:: Provided information

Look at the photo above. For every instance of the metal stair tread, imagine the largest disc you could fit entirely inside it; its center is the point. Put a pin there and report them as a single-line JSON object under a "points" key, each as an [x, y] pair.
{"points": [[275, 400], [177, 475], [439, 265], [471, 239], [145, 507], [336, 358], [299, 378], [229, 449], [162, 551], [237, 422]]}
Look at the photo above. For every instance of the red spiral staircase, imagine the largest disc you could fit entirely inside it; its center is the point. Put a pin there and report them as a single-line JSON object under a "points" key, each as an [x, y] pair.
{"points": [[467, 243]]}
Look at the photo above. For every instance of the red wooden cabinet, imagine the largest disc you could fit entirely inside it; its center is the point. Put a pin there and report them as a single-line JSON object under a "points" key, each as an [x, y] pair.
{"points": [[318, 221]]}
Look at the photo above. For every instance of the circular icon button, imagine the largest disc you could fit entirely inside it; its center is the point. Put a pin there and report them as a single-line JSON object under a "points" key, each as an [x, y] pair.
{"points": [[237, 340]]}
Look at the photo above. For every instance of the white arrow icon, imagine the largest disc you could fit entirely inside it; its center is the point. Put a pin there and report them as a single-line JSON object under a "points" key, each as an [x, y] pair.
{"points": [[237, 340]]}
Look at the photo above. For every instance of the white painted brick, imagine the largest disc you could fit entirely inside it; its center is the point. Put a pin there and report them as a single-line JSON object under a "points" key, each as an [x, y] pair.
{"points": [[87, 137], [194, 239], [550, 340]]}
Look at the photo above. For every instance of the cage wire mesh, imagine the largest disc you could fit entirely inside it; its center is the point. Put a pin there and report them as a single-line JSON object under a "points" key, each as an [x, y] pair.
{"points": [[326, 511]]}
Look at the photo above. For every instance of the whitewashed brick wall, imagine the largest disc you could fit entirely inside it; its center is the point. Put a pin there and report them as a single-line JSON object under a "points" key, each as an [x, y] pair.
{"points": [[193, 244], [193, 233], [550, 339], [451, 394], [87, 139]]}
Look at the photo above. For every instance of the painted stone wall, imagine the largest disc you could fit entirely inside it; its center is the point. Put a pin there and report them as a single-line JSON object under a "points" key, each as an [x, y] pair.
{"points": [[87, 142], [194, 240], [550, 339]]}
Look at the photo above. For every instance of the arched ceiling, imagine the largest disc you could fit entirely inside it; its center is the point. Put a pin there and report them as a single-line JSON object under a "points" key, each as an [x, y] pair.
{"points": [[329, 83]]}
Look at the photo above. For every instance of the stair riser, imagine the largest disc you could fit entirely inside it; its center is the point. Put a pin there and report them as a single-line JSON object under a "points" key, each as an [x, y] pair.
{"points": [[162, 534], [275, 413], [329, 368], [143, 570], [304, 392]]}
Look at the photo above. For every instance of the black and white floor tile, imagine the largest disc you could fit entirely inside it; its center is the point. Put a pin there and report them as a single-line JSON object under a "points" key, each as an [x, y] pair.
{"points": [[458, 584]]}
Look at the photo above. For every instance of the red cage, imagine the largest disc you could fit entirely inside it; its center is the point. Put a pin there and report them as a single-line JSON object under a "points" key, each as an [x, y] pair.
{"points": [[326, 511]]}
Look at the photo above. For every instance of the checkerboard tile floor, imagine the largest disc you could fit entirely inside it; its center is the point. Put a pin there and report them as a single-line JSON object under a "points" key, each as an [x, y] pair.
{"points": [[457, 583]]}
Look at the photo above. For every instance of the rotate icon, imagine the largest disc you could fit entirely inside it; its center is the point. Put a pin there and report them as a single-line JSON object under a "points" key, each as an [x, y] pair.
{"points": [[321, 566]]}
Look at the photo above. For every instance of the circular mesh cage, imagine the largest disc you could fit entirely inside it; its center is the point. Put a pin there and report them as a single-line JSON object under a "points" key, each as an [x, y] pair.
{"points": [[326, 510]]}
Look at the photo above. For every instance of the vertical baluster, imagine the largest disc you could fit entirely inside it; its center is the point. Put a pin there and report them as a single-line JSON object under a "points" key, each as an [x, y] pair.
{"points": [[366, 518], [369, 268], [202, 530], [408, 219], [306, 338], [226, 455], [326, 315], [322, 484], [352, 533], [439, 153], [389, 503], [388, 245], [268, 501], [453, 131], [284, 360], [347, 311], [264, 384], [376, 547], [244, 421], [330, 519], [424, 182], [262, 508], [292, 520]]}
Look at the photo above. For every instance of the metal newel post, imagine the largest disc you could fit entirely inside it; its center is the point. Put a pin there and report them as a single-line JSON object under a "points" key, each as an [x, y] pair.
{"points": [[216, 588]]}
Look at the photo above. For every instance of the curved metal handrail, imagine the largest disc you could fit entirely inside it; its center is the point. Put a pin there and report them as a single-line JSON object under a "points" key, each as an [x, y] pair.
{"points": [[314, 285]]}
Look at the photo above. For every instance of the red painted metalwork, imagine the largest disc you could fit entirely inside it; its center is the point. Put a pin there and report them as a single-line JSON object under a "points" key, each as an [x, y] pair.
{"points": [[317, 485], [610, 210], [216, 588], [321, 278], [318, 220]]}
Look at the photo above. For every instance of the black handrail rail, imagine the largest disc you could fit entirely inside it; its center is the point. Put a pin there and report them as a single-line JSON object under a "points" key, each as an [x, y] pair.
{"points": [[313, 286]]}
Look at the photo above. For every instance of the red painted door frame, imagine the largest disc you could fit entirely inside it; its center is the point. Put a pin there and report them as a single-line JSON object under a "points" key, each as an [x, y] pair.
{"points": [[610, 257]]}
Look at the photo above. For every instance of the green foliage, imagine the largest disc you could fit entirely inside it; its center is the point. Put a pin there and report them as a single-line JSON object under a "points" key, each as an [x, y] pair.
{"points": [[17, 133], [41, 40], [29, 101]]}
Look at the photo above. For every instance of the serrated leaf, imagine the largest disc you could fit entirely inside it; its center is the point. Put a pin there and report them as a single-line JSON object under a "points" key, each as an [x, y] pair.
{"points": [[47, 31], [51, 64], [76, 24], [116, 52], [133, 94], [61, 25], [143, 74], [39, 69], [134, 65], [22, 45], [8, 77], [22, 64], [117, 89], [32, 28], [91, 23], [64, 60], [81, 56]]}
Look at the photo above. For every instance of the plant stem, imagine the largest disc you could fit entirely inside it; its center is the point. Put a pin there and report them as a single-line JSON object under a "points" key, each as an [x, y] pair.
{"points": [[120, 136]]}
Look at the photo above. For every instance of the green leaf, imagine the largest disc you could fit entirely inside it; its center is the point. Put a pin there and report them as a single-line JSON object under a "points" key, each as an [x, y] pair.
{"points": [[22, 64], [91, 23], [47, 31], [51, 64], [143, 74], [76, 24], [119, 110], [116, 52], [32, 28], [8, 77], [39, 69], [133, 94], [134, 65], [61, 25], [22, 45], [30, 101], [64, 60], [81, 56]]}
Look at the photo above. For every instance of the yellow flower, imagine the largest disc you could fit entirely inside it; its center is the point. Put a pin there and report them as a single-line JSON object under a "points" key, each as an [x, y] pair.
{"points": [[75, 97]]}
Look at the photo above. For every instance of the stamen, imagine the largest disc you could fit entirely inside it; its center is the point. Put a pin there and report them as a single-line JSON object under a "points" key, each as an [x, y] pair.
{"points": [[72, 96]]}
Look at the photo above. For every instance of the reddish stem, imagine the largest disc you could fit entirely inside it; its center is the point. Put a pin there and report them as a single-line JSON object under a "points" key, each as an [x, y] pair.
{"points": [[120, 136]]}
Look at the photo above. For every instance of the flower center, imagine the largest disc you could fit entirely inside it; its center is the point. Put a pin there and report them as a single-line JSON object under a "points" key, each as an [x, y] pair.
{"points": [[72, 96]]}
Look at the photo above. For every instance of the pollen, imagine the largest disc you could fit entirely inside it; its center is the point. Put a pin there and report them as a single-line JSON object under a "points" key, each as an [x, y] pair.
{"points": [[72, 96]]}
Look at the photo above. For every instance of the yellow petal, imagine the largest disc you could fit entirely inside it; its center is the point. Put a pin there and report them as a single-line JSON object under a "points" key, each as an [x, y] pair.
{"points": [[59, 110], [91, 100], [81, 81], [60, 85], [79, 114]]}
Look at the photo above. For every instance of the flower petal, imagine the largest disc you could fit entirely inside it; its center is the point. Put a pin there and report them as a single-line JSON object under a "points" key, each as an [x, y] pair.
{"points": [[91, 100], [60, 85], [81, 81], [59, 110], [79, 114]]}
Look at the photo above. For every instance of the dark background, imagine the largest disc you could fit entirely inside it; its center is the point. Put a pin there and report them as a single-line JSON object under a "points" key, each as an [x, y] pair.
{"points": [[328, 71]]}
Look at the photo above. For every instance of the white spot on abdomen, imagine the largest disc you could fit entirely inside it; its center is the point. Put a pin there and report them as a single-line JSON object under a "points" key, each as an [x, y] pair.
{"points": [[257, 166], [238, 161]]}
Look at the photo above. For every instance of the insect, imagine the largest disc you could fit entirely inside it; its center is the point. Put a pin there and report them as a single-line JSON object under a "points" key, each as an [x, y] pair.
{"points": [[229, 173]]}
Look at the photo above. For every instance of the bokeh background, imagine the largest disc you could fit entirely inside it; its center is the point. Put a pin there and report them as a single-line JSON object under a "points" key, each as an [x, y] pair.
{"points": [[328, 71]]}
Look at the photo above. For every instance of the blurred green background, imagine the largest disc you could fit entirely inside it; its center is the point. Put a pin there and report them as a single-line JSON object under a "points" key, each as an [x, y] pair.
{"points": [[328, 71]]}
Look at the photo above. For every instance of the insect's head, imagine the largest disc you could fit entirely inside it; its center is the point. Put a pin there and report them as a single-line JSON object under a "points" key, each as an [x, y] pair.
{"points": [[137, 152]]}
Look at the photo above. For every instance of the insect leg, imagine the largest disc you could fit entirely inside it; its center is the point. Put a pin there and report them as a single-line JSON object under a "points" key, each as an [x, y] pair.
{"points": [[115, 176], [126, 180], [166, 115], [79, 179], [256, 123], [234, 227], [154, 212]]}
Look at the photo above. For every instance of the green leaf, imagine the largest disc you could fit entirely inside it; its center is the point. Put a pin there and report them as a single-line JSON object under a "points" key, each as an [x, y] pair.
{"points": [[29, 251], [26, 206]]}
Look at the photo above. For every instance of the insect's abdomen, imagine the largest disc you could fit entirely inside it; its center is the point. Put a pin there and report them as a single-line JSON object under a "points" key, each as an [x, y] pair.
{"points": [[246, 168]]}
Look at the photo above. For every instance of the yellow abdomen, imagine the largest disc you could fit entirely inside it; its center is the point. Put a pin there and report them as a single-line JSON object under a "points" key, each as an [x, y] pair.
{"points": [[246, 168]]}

::::

**What is expected**.
Your answer is to contain exactly the lines from the one holding "insect's head, imagine" to the end of the entries, with no other line.

**Output of the exercise**.
Look at the photo above. For every instance of the insect's head, imagine the largest disc you could fit entirely inside it; its center is the point. Put a pin there and report them as a single-line JSON object under a "points" key, each as an [x, y] pair.
{"points": [[137, 152]]}
Look at the photo above. For every instance of the insect leg, imagine the largest disc you could fit entirely inside it; its center is the point. Put a pin there and report them as a single-line JSON object under a "points" key, each as an [x, y] pair.
{"points": [[115, 176], [126, 180], [166, 115], [79, 179], [256, 123], [234, 227], [154, 212]]}
Look at the photo above. For every instance of the green leaf, imagine the largest disc you could fit entirely inside it; its center is the point. Put a pin there and report them as a single-line JSON object under a "points" key, each as an [x, y] pair.
{"points": [[29, 251], [26, 206]]}
Look at the photo above. For every instance of the insect's abdomen, imagine the largest disc you could fit entirely inside it; its center is the point. Put a pin there and report them as a single-line JSON object under a "points" key, each as an [x, y] pair.
{"points": [[246, 168]]}
Look at the photo above. For every instance of the yellow abdomen, imagine the largest disc you could fit entirely inside it; its center is the point. Put a pin there and report them as a single-line JSON object under a "points" key, each as an [x, y] pair.
{"points": [[246, 168]]}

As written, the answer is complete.